#### Kutipan Teks ####
TEMPO.CO, Jakarta -Berbicara soal ekologi, maupun Hari Bumi, khususnya di Indonesia, tidak bisa dilepaskan dari Otto Soemarwoto, seorang pemikir dan pendekar Lingkungan Hidup.
Dilansir dari Buku Otto Soemarwoto: Pemikir dan Pakar Ekologi Indonesia yang diterbitkan oleh Pusat Data dan Analisa Tempo pada tahun 2019, perjuangan Soemarwoto sudah dimulai sejak 1960-an, ketika pepohonan di bukit dan lembah kawasan Bogor, Puncak, Cipanas, dan Cianjur berubah menjadi vila mewah yang akan mendatangkan petaka bagi Jakarta.
Hutan di sepanjang jalan tidak lama kemudian menyusul berganti menjadi warung-warung. Jalanan yang macet disesaki kendaraan ikut membuat suasana pengap di Kawasan ini.
####
Salin tanpa perubahan bagian artikel tentang Otto Soemarwoto, mulai dari "TEMPO.CO, Jakarta -Berbicara" sampai dengan "pendekar Lingkungan Hidup.". Catatan-catatan berikut sama sekali tidak berperan dalam tugas ini.
#### Entri Data ####
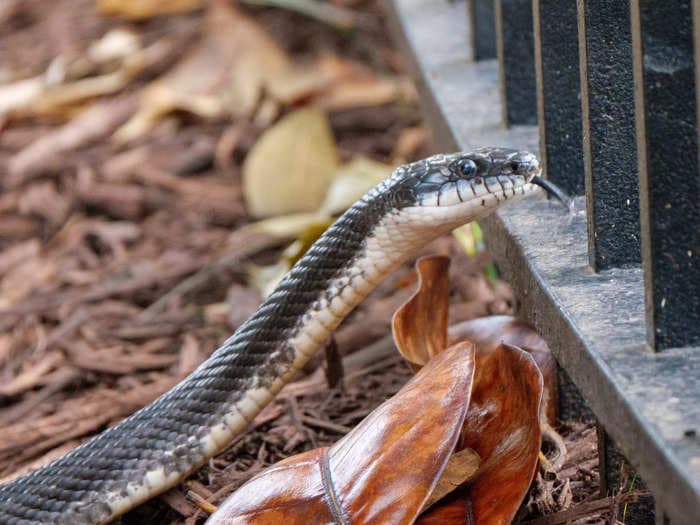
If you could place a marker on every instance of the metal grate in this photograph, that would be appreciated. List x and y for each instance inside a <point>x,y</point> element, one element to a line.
<point>605,92</point>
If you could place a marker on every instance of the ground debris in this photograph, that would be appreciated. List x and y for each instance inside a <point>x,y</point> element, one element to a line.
<point>123,264</point>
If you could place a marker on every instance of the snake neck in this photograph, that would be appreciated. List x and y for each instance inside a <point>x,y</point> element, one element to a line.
<point>162,443</point>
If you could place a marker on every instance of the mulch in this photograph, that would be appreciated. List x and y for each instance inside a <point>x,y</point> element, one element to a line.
<point>122,269</point>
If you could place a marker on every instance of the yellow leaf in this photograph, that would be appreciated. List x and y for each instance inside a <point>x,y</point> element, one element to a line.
<point>290,168</point>
<point>351,182</point>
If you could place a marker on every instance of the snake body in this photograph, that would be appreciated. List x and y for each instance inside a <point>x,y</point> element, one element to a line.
<point>159,445</point>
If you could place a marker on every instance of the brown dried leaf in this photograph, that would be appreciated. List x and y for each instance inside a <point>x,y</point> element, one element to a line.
<point>420,324</point>
<point>502,426</point>
<point>489,332</point>
<point>383,471</point>
<point>225,74</point>
<point>94,123</point>
<point>460,468</point>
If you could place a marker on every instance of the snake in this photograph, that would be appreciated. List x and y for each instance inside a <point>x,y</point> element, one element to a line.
<point>159,445</point>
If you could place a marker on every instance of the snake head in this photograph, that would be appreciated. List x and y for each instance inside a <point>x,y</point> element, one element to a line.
<point>456,188</point>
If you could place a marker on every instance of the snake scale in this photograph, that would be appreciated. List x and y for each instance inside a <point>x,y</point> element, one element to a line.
<point>159,445</point>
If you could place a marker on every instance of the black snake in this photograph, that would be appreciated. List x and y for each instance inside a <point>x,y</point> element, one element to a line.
<point>165,441</point>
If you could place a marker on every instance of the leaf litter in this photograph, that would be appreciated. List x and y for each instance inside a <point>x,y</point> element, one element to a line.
<point>125,237</point>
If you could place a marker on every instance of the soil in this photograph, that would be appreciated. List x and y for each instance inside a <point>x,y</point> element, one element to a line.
<point>121,269</point>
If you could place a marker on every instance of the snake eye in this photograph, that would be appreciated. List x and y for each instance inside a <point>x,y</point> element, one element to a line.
<point>467,167</point>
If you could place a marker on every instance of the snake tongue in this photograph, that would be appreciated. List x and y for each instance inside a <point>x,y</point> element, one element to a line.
<point>553,190</point>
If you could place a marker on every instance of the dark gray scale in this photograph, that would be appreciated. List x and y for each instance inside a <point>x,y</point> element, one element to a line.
<point>166,433</point>
<point>126,451</point>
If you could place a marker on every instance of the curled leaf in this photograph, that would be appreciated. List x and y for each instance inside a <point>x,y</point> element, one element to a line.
<point>490,332</point>
<point>502,426</point>
<point>383,471</point>
<point>420,324</point>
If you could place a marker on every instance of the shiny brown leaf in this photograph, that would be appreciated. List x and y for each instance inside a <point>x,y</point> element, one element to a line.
<point>490,332</point>
<point>383,471</point>
<point>502,426</point>
<point>420,324</point>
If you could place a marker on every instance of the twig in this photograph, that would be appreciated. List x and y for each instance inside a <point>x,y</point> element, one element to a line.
<point>334,16</point>
<point>325,425</point>
<point>585,509</point>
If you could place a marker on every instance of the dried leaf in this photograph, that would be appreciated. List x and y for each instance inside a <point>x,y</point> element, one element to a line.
<point>502,426</point>
<point>489,332</point>
<point>94,123</point>
<point>20,95</point>
<point>290,167</point>
<point>383,471</point>
<point>420,324</point>
<point>352,181</point>
<point>460,468</point>
<point>226,73</point>
<point>140,9</point>
<point>366,93</point>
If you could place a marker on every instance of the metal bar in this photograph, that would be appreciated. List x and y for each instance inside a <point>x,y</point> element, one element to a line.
<point>516,59</point>
<point>593,322</point>
<point>558,92</point>
<point>482,19</point>
<point>618,477</point>
<point>669,173</point>
<point>609,139</point>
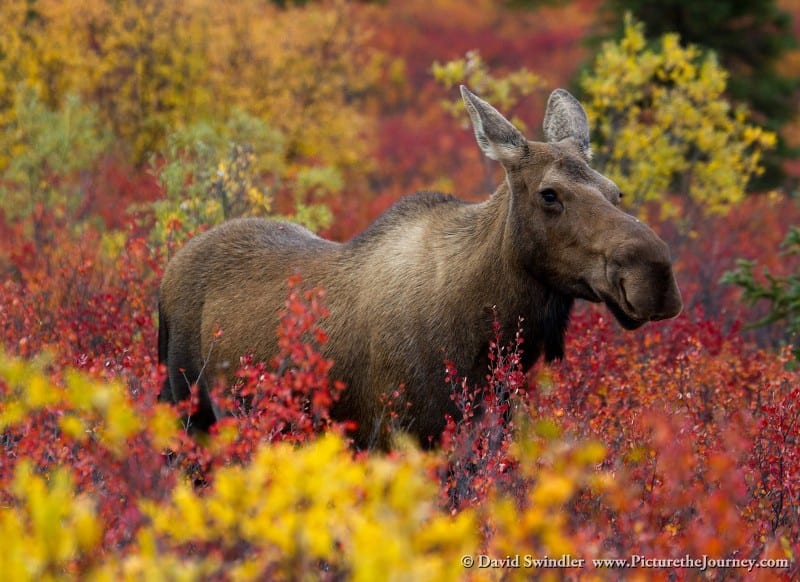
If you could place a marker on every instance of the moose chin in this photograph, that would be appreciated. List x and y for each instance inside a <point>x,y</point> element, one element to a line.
<point>425,281</point>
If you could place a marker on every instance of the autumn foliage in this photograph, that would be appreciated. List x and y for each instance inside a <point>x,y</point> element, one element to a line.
<point>681,439</point>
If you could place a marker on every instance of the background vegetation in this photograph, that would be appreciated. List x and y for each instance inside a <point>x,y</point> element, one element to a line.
<point>126,127</point>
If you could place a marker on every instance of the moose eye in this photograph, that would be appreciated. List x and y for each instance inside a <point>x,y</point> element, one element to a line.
<point>549,195</point>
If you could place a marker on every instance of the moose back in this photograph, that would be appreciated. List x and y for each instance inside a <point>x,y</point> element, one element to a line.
<point>423,282</point>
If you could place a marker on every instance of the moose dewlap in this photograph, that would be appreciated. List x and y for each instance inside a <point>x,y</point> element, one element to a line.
<point>421,284</point>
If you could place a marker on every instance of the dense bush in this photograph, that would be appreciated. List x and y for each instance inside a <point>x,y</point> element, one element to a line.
<point>677,441</point>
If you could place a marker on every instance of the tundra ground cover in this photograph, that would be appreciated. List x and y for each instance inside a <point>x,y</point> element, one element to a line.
<point>680,439</point>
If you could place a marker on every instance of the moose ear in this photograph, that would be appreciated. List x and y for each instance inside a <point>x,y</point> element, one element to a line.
<point>565,118</point>
<point>496,136</point>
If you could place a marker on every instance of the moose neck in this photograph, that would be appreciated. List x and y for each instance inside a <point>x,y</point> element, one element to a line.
<point>509,284</point>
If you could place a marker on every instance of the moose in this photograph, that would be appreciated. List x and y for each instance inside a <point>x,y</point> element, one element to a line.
<point>425,281</point>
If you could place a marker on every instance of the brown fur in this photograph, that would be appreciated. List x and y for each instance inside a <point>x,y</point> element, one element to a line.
<point>420,284</point>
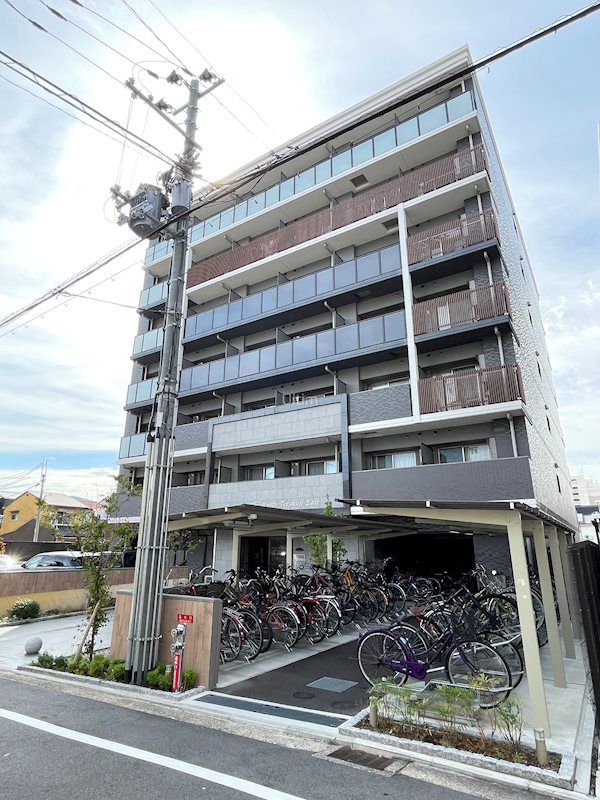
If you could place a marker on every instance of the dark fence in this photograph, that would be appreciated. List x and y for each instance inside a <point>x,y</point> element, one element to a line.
<point>585,562</point>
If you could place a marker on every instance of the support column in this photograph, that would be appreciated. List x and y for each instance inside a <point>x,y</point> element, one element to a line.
<point>235,551</point>
<point>561,592</point>
<point>541,555</point>
<point>329,549</point>
<point>571,589</point>
<point>531,649</point>
<point>362,549</point>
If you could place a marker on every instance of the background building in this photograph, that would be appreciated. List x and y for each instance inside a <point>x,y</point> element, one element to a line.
<point>362,321</point>
<point>586,491</point>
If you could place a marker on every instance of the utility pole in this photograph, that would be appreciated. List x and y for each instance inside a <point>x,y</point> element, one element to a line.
<point>146,213</point>
<point>38,514</point>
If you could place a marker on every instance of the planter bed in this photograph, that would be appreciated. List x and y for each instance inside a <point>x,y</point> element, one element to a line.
<point>357,730</point>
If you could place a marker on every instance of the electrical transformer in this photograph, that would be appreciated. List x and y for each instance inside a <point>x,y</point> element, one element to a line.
<point>146,208</point>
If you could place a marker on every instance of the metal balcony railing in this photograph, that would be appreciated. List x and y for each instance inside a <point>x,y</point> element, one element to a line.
<point>460,308</point>
<point>470,388</point>
<point>451,236</point>
<point>441,172</point>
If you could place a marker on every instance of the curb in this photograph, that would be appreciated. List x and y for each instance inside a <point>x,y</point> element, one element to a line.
<point>14,623</point>
<point>113,687</point>
<point>534,779</point>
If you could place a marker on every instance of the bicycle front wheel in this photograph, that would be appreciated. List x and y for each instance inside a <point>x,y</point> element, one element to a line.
<point>375,652</point>
<point>467,662</point>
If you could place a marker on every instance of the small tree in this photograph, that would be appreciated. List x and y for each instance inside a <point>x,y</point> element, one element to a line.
<point>318,542</point>
<point>100,537</point>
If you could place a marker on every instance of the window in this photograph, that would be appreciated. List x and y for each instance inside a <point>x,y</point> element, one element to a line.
<point>328,467</point>
<point>261,473</point>
<point>452,454</point>
<point>399,460</point>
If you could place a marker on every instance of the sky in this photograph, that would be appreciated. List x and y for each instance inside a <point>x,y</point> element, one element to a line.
<point>287,66</point>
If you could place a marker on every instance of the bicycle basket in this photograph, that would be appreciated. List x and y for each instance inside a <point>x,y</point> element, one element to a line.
<point>463,624</point>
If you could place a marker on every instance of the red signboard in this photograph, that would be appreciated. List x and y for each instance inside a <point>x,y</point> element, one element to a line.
<point>176,671</point>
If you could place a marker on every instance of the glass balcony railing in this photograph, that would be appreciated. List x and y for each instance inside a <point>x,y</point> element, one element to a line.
<point>154,294</point>
<point>132,446</point>
<point>157,251</point>
<point>361,152</point>
<point>139,392</point>
<point>323,346</point>
<point>148,341</point>
<point>324,283</point>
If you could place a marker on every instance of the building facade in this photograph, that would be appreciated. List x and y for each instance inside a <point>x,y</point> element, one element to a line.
<point>362,321</point>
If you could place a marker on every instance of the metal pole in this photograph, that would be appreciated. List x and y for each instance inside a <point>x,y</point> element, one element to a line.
<point>146,605</point>
<point>38,514</point>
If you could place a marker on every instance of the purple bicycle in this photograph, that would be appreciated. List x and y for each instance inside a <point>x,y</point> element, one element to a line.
<point>382,653</point>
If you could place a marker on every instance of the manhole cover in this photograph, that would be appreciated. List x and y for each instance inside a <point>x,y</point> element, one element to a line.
<point>361,758</point>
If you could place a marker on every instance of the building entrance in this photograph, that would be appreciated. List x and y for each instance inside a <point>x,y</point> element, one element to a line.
<point>429,553</point>
<point>266,552</point>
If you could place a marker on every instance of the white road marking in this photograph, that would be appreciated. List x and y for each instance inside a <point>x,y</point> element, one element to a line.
<point>221,778</point>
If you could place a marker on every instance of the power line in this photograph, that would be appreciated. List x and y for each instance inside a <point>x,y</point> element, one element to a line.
<point>62,110</point>
<point>67,97</point>
<point>202,56</point>
<point>119,28</point>
<point>64,302</point>
<point>257,173</point>
<point>41,28</point>
<point>62,18</point>
<point>157,37</point>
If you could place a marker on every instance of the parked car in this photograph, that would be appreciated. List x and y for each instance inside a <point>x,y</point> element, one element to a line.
<point>71,559</point>
<point>6,563</point>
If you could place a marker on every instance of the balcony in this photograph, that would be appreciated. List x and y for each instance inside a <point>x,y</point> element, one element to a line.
<point>362,342</point>
<point>460,308</point>
<point>193,436</point>
<point>296,295</point>
<point>158,251</point>
<point>459,238</point>
<point>147,343</point>
<point>497,479</point>
<point>133,446</point>
<point>154,295</point>
<point>470,389</point>
<point>435,175</point>
<point>303,492</point>
<point>357,155</point>
<point>375,405</point>
<point>141,393</point>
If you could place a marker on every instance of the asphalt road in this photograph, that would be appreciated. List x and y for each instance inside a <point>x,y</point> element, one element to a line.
<point>60,743</point>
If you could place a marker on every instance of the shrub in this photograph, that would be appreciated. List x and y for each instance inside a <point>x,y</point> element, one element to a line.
<point>60,663</point>
<point>25,608</point>
<point>98,666</point>
<point>190,678</point>
<point>154,675</point>
<point>116,670</point>
<point>44,660</point>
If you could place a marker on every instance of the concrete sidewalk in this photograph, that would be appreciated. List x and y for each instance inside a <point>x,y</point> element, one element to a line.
<point>60,636</point>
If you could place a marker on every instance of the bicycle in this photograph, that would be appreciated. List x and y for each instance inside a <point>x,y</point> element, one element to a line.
<point>384,654</point>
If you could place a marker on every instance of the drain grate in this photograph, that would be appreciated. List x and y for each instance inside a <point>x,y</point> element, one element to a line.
<point>361,758</point>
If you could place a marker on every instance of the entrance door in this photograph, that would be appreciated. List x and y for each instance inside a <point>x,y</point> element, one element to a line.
<point>266,552</point>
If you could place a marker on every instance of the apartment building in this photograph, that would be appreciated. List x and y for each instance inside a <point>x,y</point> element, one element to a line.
<point>362,321</point>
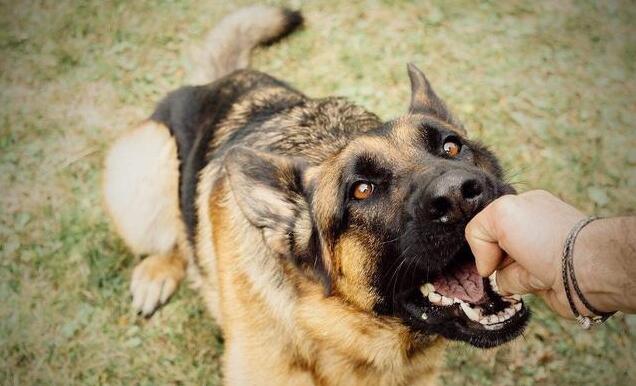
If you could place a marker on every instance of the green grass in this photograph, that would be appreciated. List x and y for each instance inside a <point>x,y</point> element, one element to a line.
<point>549,87</point>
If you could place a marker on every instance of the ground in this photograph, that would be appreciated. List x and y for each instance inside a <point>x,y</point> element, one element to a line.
<point>549,87</point>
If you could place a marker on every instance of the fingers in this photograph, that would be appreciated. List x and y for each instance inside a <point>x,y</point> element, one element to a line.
<point>482,237</point>
<point>514,279</point>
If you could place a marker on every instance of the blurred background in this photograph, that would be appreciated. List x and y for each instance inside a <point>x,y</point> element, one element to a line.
<point>549,86</point>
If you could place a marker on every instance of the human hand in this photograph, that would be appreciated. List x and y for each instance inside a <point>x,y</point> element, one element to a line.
<point>522,238</point>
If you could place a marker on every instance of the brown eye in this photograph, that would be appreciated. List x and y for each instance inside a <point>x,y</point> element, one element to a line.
<point>452,148</point>
<point>362,190</point>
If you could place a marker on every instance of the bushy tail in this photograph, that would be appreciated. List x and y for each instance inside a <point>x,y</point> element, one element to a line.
<point>227,47</point>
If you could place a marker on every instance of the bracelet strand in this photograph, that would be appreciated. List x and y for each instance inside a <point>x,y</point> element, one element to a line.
<point>568,276</point>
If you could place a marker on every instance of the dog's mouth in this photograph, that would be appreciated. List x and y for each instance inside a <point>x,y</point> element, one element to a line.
<point>459,304</point>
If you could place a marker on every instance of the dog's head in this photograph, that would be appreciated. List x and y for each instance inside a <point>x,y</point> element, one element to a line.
<point>381,223</point>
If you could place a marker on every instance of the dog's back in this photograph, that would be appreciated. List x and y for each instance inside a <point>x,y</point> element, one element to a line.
<point>150,171</point>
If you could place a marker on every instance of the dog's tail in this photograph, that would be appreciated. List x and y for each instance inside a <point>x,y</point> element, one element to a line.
<point>227,47</point>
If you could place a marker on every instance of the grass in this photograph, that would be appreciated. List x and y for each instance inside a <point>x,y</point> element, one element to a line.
<point>550,87</point>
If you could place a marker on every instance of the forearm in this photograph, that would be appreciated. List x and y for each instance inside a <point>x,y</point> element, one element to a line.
<point>605,264</point>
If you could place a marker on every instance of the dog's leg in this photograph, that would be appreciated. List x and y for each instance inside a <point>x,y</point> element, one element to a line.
<point>141,182</point>
<point>154,280</point>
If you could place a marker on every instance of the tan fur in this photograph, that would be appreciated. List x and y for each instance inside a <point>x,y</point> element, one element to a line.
<point>141,196</point>
<point>279,325</point>
<point>280,328</point>
<point>141,188</point>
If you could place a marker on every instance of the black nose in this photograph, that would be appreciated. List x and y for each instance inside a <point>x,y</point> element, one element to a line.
<point>453,196</point>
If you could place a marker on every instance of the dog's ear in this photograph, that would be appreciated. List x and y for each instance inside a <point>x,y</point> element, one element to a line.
<point>424,100</point>
<point>269,191</point>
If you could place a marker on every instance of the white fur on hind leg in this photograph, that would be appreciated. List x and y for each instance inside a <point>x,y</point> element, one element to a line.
<point>154,280</point>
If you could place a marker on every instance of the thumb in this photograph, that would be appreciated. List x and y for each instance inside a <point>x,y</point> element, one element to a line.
<point>481,236</point>
<point>514,279</point>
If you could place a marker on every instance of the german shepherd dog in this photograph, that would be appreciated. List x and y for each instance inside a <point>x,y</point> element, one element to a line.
<point>328,245</point>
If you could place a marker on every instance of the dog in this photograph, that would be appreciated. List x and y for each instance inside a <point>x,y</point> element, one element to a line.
<point>328,245</point>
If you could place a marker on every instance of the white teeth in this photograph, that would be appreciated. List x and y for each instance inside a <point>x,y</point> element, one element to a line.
<point>509,312</point>
<point>434,297</point>
<point>473,314</point>
<point>493,282</point>
<point>427,289</point>
<point>493,326</point>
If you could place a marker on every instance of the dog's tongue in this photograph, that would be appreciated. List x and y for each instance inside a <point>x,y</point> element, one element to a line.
<point>462,282</point>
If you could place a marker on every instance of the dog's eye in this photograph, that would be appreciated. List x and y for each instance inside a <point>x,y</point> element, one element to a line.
<point>452,147</point>
<point>362,190</point>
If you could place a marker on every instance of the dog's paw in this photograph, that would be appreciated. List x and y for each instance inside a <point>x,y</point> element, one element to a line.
<point>154,280</point>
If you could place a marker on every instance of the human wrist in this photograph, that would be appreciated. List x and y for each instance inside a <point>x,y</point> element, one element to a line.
<point>598,268</point>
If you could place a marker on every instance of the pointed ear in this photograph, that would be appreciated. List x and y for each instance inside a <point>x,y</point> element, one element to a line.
<point>269,191</point>
<point>423,98</point>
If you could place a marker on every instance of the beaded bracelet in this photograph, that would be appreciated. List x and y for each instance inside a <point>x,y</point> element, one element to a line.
####
▶ Jawaban Lengkap:
TEMPO.CO, Jakarta -Berbicara soal ekologi, maupun Hari Bumi, khususnya di Indonesia, tidak bisa dilepaskan dari Otto Soemarwoto, seorang pemikir dan pendekar Lingkungan Hidup.